• Texto de origem

Juarez Guimarães fala sobre a vitória de Lula e das forças progressistas contra o bolsonarismo, o futuro governo e as lições tiradas do período de contrarrevolução neoliberal.

Foto: Sul 21

Após a vitória histórica do campo progressista nas eleições de 2022, levando Luiz Inácio Lula da Silva a ocupar pela terceira vez a Presidência da República, Teoria e Debate entrevista Juarez Guimarães, professor de Ciência Política e coordenador do Centro de Estudos Republicanos Brasileiros, Cerbras, na Universidade Federal de Minas Gerais. Integra o Conselho Editorial da Jacobin.

Da conversa de avaliação desse processo eleitoral e sobre as perspectivas do governo Lula e a ampla coalizão que o apoiou participaram Adriana Novais, Luiza Dulci, Carlos Henrique Árabe e Rose Spina.

Adriana Novais é dirigente estadual do MST de São Paulo, atuando em relações políticas. Psicanalista, atua também na rede de saúde mental do movimento. É doutora em Ciências Sociais.

• Registros de dados
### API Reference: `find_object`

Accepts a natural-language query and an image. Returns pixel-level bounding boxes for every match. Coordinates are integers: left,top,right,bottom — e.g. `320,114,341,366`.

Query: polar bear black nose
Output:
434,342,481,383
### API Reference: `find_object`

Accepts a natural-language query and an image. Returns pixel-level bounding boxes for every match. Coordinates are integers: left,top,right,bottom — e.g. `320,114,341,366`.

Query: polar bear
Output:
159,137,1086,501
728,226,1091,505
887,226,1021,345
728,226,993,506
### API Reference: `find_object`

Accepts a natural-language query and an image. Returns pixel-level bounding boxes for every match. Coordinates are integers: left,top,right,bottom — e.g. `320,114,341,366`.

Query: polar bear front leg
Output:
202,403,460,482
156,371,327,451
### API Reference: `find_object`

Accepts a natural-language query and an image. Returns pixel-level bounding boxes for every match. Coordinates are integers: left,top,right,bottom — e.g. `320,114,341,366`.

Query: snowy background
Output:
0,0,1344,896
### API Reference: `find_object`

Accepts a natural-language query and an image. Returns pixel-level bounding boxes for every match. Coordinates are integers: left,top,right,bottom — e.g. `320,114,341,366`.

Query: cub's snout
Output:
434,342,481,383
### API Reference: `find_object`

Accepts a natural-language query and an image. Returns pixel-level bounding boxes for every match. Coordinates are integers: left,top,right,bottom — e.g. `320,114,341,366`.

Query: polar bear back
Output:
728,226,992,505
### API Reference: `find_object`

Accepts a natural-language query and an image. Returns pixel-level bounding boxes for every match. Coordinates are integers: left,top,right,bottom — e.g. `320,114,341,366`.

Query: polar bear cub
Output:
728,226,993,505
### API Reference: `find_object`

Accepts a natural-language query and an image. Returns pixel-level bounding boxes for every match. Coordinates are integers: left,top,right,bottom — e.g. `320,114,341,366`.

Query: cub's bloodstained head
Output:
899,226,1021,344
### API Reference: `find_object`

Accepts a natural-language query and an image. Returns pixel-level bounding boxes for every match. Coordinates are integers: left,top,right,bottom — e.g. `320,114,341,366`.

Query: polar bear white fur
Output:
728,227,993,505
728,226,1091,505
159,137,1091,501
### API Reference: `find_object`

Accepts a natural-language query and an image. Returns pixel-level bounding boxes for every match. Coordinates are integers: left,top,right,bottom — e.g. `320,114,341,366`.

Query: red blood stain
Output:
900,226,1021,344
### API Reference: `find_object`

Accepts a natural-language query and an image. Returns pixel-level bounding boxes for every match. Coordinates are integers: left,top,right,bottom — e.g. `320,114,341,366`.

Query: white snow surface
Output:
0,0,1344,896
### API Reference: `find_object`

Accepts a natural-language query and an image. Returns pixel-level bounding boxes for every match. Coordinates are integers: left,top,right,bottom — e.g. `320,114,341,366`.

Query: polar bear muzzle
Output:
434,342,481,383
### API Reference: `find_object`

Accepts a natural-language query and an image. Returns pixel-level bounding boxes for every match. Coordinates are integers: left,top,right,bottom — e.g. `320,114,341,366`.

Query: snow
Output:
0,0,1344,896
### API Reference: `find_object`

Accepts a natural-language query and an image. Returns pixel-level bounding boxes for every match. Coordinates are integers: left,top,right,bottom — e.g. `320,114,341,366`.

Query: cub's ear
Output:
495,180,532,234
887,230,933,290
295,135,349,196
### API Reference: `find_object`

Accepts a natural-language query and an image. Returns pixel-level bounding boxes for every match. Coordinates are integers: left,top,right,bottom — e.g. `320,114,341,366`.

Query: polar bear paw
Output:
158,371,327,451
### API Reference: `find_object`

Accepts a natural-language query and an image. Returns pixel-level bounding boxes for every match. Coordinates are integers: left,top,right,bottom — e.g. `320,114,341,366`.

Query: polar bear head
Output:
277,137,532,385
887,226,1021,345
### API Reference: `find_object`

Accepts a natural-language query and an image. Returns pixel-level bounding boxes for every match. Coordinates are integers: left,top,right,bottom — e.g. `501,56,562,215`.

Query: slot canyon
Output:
---
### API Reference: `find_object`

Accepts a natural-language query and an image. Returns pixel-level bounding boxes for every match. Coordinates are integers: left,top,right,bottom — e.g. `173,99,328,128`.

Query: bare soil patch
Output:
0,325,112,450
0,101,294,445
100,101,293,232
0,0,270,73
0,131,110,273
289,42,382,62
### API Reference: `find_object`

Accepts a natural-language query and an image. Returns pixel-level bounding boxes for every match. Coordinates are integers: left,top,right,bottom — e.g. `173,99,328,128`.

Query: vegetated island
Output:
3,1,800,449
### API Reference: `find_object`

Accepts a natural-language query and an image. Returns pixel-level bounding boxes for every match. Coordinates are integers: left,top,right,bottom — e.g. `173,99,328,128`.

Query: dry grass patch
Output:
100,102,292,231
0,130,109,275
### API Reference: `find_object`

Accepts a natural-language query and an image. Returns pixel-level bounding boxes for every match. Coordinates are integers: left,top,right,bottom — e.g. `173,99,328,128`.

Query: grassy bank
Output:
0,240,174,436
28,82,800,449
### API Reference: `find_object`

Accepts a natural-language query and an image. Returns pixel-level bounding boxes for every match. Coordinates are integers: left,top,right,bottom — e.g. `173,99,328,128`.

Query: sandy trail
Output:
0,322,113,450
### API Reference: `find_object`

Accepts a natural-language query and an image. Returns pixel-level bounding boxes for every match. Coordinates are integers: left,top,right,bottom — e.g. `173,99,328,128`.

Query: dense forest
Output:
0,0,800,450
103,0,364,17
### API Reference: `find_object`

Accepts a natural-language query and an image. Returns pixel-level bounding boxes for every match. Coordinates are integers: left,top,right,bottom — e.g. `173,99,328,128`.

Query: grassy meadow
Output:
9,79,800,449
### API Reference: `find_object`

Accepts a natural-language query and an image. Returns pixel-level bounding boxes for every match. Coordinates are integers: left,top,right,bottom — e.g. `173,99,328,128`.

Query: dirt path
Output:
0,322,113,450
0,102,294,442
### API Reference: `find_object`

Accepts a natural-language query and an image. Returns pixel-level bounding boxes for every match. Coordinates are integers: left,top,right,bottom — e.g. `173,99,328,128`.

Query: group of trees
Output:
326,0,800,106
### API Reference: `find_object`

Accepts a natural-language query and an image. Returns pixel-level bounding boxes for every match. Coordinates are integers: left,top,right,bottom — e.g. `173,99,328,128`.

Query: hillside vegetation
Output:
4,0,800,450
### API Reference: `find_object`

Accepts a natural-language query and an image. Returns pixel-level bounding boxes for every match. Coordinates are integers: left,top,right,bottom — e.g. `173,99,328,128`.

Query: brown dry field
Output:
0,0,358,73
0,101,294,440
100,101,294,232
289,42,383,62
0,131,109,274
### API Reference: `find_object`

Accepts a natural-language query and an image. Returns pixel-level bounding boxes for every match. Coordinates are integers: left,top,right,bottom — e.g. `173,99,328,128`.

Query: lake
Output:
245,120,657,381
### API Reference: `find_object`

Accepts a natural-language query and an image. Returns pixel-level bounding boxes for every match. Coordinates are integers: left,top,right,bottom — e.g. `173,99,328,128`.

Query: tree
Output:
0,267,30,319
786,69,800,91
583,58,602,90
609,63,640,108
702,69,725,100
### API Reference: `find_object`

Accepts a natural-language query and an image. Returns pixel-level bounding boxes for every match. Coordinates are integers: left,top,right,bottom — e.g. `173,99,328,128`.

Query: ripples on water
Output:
...
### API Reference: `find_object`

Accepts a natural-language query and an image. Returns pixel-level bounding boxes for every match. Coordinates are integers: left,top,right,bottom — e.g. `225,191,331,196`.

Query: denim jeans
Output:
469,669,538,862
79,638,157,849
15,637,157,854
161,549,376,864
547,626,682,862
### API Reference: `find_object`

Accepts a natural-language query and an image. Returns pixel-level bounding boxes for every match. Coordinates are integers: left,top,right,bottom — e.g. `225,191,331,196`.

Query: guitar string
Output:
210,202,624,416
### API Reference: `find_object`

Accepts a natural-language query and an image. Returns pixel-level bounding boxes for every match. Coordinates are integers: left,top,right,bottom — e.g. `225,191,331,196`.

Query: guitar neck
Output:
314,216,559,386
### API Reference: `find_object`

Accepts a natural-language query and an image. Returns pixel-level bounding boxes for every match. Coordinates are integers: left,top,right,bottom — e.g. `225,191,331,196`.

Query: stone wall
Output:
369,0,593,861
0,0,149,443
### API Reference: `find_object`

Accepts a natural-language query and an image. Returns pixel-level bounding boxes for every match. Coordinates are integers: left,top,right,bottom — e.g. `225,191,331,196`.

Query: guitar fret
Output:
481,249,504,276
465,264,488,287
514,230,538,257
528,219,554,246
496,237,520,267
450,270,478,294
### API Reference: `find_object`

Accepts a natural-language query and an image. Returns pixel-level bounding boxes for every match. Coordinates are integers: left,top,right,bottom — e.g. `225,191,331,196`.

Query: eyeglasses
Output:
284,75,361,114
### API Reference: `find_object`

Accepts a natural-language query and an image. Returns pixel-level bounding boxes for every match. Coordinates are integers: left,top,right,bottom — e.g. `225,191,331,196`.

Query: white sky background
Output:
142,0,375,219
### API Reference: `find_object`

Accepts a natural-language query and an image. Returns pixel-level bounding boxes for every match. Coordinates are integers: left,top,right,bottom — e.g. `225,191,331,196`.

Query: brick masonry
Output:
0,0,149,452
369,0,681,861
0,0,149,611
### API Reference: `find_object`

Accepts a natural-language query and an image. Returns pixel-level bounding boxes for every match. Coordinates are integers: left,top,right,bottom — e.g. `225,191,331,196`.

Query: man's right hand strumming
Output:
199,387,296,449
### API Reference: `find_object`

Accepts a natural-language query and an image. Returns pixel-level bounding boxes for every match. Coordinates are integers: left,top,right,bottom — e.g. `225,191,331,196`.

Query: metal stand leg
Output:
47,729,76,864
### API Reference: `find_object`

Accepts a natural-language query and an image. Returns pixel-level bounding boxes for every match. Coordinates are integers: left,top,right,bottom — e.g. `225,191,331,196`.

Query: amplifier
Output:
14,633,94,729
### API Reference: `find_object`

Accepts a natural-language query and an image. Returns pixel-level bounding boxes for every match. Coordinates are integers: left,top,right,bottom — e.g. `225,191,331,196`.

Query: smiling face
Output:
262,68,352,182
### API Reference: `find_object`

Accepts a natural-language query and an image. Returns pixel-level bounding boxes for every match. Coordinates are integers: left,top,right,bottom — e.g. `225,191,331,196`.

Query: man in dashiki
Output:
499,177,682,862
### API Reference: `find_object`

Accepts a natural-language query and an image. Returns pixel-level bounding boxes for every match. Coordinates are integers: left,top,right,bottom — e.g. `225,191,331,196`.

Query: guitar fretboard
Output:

• Tarefas
- a) Segundo o texto de origem, de qual conselho editorial Juarez Guimarães faz parte?
- b) Reproduza sem alterações o texto de origem, tudo desde "Foto: Sul 21" até "e Rose Spina.".

• Respostas por tarefa
- a) Do Conselho Editorial da Jacobin.

- b)
Foto: Sul 21

Após a vitória histórica do campo progressista nas eleições de 2022, levando Luiz Inácio Lula da Silva a ocupar pela terceira vez a Presidência da República, Teoria e Debate entrevista Juarez Guimarães, professor de Ciência Política e coordenador do Centro de Estudos Republicanos Brasileiros, Cerbras, na Universidade Federal de Minas Gerais. Integra o Conselho Editorial da Jacobin.

Da conversa de avaliação desse processo eleitoral e sobre as perspectivas do governo Lula e a ampla coalizão que o apoiou participaram Adriana Novais, Luiza Dulci, Carlos Henrique Árabe e Rose Spina.